**Directive 1**
Count the lines in the rows below that contain the string "street". Reply with the number alone.

— Start of Selection —

Question about stack overflows in native code
Thomas Stüfe
thomas.stuefe at gmail.com
Wed Apr 5 01:16:43 UTC 2017
On Wed, 5 Apr 2017 at 01:07, David Holmes <david.holmes at oracle.com> wrote:
> Thanks for the correction Fred. I hadn't appreciated the significance of
> the stack-banging. I thought it was only to allow for the exception to
> be thrown before you commenced any action that would then be left in an
> inconsistent state. But of course if you exhaust your stack right up to
> the yellow page such that it faults, then you can't even push anything
> needed to invoke the signal handler! Pity there isn't a page protection
> mode that resets once the fault is
triggered.
I think there is on Windows, they have one-shot guard pages which unprotect
themselves when triggered. But I do not think we use it.
>
> Thomas
Thanks again,
> David
>
> On 5/04/2017 4:58 AM, Frederic Parain wrote:
> >
> >
> > On 04/04/2017 02:31 PM, Thomas Stüfe wrote:
> >> Hi David,
> >>
> >> On Tue, Apr 4, 2017 at 12:11 PM, David Holmes <david.holmes at oracle.com
> >> <mailto:david.holmes at oracle.com>> wrote:
> >>
> >> On 4/04/2017 6:30 PM, Thomas Stüfe wrote:
> >>
> >> Hi David,
> >>
> >> On Mon, Apr 3, 2017 at 11:02 PM, David Holmes
> >> <david.holmes at oracle.com <mailto:david.holmes at oracle.com>
> >> <mailto:david.holmes at oracle.com
> >> <mailto:david.holmes at oracle.com>>> wrote:
> >>
> >> Just to follow up on what Fred responded ...

— End of Selection —
— Start of Data section —

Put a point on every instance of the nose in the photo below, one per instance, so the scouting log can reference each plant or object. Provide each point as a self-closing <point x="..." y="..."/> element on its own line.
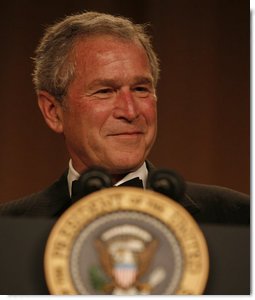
<point x="126" y="106"/>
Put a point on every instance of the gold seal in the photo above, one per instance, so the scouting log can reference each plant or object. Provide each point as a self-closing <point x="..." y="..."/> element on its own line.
<point x="126" y="241"/>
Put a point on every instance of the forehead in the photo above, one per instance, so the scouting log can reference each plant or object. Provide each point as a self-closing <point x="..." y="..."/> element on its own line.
<point x="106" y="48"/>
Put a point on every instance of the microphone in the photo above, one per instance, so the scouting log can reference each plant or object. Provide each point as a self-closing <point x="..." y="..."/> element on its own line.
<point x="167" y="182"/>
<point x="94" y="179"/>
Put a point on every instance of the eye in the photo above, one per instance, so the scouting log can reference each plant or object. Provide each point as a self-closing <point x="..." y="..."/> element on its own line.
<point x="142" y="91"/>
<point x="104" y="93"/>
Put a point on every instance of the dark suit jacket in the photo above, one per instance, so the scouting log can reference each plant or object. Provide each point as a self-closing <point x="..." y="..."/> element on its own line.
<point x="207" y="204"/>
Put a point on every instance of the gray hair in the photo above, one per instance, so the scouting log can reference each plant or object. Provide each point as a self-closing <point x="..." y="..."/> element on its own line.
<point x="54" y="70"/>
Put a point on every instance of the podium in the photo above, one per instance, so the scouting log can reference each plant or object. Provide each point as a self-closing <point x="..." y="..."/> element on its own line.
<point x="23" y="240"/>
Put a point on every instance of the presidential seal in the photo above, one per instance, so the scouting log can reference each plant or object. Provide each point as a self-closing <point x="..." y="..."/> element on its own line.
<point x="126" y="241"/>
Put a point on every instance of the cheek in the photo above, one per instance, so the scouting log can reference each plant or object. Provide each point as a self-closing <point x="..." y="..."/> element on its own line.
<point x="150" y="113"/>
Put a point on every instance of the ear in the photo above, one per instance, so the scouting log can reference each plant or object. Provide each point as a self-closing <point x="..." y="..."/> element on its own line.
<point x="52" y="111"/>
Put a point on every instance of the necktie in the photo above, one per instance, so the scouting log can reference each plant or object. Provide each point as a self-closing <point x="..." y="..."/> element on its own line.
<point x="136" y="182"/>
<point x="78" y="193"/>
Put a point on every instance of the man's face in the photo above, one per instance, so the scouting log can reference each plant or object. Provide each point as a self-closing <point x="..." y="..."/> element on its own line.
<point x="109" y="115"/>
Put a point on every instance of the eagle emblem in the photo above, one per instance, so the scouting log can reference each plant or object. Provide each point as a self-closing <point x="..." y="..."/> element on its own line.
<point x="125" y="254"/>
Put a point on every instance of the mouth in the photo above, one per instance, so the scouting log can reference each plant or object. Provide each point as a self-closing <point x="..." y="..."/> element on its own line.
<point x="126" y="133"/>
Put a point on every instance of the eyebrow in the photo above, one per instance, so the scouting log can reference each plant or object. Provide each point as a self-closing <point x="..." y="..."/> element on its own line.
<point x="117" y="82"/>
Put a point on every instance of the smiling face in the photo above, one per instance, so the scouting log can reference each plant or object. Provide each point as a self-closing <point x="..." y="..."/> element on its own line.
<point x="109" y="114"/>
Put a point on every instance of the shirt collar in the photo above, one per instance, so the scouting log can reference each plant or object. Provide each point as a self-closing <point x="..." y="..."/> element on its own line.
<point x="142" y="173"/>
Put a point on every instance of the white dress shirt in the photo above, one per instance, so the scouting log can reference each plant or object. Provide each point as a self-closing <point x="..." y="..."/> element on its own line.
<point x="142" y="173"/>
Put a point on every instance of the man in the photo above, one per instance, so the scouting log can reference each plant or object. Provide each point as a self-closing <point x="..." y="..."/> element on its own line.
<point x="95" y="77"/>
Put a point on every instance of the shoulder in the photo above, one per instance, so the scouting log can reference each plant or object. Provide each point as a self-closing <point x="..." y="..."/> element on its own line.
<point x="219" y="204"/>
<point x="46" y="203"/>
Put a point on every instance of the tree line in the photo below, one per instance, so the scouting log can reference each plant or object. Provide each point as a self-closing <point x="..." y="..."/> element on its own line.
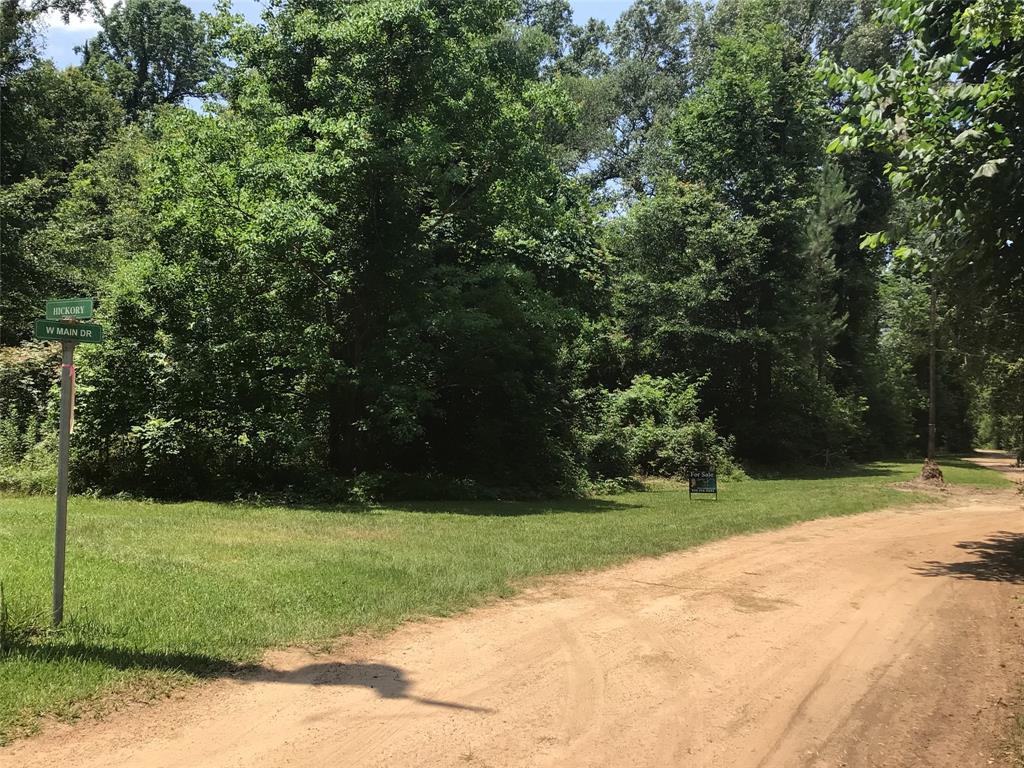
<point x="473" y="247"/>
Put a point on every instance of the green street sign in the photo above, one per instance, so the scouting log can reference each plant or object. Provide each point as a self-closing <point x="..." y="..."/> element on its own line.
<point x="69" y="308"/>
<point x="84" y="333"/>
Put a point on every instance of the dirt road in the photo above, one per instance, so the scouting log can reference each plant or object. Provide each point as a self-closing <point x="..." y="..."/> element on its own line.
<point x="888" y="639"/>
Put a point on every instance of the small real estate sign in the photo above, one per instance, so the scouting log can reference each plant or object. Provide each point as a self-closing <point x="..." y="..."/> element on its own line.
<point x="83" y="333"/>
<point x="702" y="480"/>
<point x="69" y="308"/>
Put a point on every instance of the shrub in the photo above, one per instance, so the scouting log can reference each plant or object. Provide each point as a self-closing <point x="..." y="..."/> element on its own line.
<point x="653" y="427"/>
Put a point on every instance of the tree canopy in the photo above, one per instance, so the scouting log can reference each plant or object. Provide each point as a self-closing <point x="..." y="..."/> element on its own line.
<point x="428" y="247"/>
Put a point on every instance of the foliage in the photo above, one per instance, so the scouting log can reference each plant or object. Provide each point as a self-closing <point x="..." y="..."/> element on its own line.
<point x="151" y="52"/>
<point x="653" y="428"/>
<point x="52" y="120"/>
<point x="950" y="112"/>
<point x="425" y="248"/>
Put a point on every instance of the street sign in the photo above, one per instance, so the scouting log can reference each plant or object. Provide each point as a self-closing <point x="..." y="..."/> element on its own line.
<point x="84" y="333"/>
<point x="69" y="308"/>
<point x="704" y="480"/>
<point x="62" y="325"/>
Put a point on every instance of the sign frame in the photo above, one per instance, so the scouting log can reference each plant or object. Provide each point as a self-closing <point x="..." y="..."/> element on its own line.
<point x="69" y="333"/>
<point x="64" y="309"/>
<point x="702" y="481"/>
<point x="62" y="325"/>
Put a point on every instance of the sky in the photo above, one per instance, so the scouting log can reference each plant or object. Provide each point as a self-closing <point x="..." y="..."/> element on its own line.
<point x="61" y="39"/>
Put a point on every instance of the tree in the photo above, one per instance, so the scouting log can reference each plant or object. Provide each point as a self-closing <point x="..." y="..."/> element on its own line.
<point x="951" y="112"/>
<point x="52" y="120"/>
<point x="151" y="52"/>
<point x="370" y="262"/>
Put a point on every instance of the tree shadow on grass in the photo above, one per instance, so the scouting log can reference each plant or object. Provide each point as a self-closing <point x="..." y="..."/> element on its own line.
<point x="798" y="472"/>
<point x="515" y="508"/>
<point x="998" y="558"/>
<point x="386" y="681"/>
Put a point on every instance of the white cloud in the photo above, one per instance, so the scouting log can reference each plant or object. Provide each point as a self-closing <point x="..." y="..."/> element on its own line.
<point x="76" y="24"/>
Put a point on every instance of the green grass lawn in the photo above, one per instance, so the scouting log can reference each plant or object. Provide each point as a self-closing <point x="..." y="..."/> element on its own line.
<point x="161" y="594"/>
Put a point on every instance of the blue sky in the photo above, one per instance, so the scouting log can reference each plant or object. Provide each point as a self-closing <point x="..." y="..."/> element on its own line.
<point x="61" y="39"/>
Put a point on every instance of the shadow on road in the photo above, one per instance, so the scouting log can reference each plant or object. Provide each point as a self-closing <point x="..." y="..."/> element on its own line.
<point x="998" y="558"/>
<point x="384" y="680"/>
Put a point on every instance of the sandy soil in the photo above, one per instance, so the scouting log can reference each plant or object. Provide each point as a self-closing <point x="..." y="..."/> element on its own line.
<point x="884" y="640"/>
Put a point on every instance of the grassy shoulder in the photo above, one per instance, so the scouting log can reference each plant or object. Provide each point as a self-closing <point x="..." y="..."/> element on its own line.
<point x="161" y="594"/>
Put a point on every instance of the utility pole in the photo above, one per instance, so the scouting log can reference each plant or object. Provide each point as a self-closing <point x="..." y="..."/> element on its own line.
<point x="931" y="377"/>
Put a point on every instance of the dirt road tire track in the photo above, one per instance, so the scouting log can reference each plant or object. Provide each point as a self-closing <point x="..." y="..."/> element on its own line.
<point x="877" y="641"/>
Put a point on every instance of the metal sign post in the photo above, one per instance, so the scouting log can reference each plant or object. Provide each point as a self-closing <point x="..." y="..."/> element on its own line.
<point x="64" y="450"/>
<point x="62" y="325"/>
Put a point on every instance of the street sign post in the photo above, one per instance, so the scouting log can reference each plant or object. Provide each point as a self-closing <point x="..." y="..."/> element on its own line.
<point x="702" y="480"/>
<point x="69" y="309"/>
<point x="70" y="333"/>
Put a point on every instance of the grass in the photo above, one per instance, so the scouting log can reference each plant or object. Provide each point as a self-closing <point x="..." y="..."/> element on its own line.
<point x="163" y="594"/>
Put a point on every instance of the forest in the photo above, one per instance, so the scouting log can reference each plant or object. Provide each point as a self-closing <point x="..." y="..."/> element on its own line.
<point x="478" y="248"/>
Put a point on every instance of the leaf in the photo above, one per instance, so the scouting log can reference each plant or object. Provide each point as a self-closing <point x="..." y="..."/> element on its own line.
<point x="989" y="168"/>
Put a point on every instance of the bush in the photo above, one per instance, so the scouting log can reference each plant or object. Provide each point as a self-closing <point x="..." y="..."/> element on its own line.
<point x="653" y="427"/>
<point x="28" y="417"/>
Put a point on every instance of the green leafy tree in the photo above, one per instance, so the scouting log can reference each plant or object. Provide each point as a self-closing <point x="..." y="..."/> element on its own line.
<point x="951" y="112"/>
<point x="151" y="52"/>
<point x="52" y="120"/>
<point x="370" y="262"/>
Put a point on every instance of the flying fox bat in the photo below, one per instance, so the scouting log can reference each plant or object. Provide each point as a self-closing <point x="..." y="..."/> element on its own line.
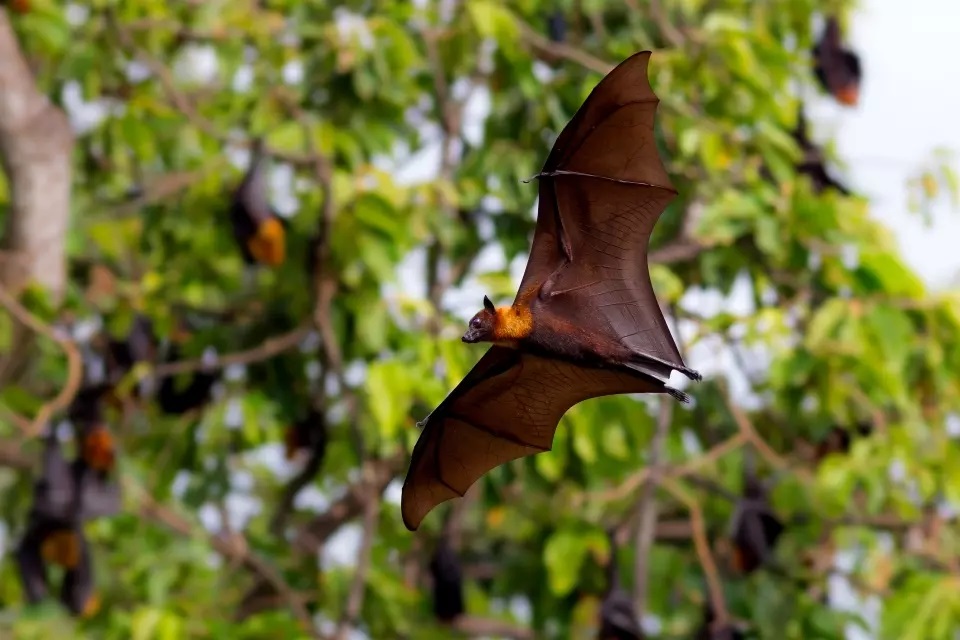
<point x="812" y="163"/>
<point x="755" y="528"/>
<point x="708" y="632"/>
<point x="585" y="322"/>
<point x="837" y="68"/>
<point x="618" y="618"/>
<point x="259" y="231"/>
<point x="310" y="432"/>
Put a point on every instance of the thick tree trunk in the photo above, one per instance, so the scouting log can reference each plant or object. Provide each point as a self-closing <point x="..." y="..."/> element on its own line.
<point x="36" y="144"/>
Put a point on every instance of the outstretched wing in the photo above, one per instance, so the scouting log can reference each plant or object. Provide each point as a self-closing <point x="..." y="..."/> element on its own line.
<point x="507" y="407"/>
<point x="602" y="190"/>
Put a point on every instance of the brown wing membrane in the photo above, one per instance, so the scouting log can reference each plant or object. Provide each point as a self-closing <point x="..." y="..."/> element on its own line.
<point x="602" y="190"/>
<point x="507" y="407"/>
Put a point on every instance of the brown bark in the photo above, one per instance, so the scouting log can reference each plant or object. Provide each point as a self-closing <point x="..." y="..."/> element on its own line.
<point x="36" y="144"/>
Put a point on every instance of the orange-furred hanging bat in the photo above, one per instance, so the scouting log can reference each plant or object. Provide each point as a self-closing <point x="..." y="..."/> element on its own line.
<point x="259" y="231"/>
<point x="585" y="322"/>
<point x="65" y="495"/>
<point x="836" y="67"/>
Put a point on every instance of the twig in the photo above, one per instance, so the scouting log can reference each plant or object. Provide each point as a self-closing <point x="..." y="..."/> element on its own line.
<point x="681" y="250"/>
<point x="632" y="483"/>
<point x="489" y="628"/>
<point x="647" y="505"/>
<point x="74" y="362"/>
<point x="562" y="50"/>
<point x="313" y="534"/>
<point x="746" y="428"/>
<point x="358" y="586"/>
<point x="267" y="349"/>
<point x="234" y="548"/>
<point x="702" y="546"/>
<point x="670" y="33"/>
<point x="13" y="456"/>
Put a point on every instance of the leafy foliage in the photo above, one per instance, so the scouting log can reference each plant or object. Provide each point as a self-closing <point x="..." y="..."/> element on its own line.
<point x="349" y="99"/>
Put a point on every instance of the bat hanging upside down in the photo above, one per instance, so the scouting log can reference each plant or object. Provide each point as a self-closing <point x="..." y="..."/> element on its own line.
<point x="585" y="322"/>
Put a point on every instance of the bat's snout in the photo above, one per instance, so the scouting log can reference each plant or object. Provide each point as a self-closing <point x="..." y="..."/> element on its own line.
<point x="471" y="336"/>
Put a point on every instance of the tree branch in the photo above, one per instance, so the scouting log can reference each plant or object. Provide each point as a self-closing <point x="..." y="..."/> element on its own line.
<point x="36" y="144"/>
<point x="647" y="505"/>
<point x="358" y="586"/>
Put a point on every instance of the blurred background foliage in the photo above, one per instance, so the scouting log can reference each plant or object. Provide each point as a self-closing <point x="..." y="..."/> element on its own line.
<point x="358" y="330"/>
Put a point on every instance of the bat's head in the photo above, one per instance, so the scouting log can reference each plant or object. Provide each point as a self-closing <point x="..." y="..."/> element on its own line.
<point x="482" y="325"/>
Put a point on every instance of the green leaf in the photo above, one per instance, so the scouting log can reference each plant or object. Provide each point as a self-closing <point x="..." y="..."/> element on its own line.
<point x="563" y="555"/>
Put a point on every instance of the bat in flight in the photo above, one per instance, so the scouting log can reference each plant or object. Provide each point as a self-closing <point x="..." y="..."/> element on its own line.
<point x="837" y="68"/>
<point x="585" y="322"/>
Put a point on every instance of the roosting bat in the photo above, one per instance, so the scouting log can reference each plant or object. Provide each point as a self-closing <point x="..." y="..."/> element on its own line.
<point x="755" y="529"/>
<point x="618" y="619"/>
<point x="812" y="164"/>
<point x="259" y="231"/>
<point x="707" y="632"/>
<point x="585" y="322"/>
<point x="837" y="68"/>
<point x="140" y="345"/>
<point x="65" y="495"/>
<point x="447" y="582"/>
<point x="177" y="398"/>
<point x="309" y="432"/>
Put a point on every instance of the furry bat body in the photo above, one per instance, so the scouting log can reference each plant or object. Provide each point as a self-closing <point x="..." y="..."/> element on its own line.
<point x="585" y="322"/>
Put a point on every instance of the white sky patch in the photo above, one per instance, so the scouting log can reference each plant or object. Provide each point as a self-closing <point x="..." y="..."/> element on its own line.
<point x="83" y="116"/>
<point x="243" y="78"/>
<point x="197" y="64"/>
<point x="393" y="492"/>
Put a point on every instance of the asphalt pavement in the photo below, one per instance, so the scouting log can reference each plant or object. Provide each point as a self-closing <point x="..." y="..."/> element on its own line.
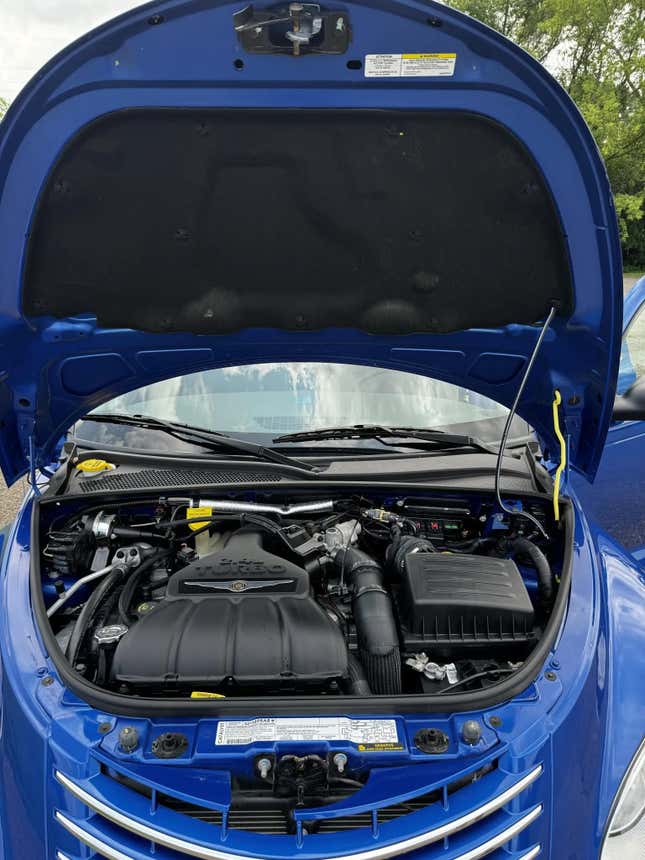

— End of Data section —

**Directive 2**
Answer these questions about the message on stack overflows in native code above:
(a) Whom does David Holmes thank for the correction?
(b) According to the message, what kind of guard pages does Windows have?
(c) What date and time appear in the header of the message?

**Right answer 1**
3

**Right answer 2**
(a) Fred.
(b) One-shot guard pages, which unprotect themselves when triggered.
(c) Wed Apr 5 01:16:43 UTC 2017.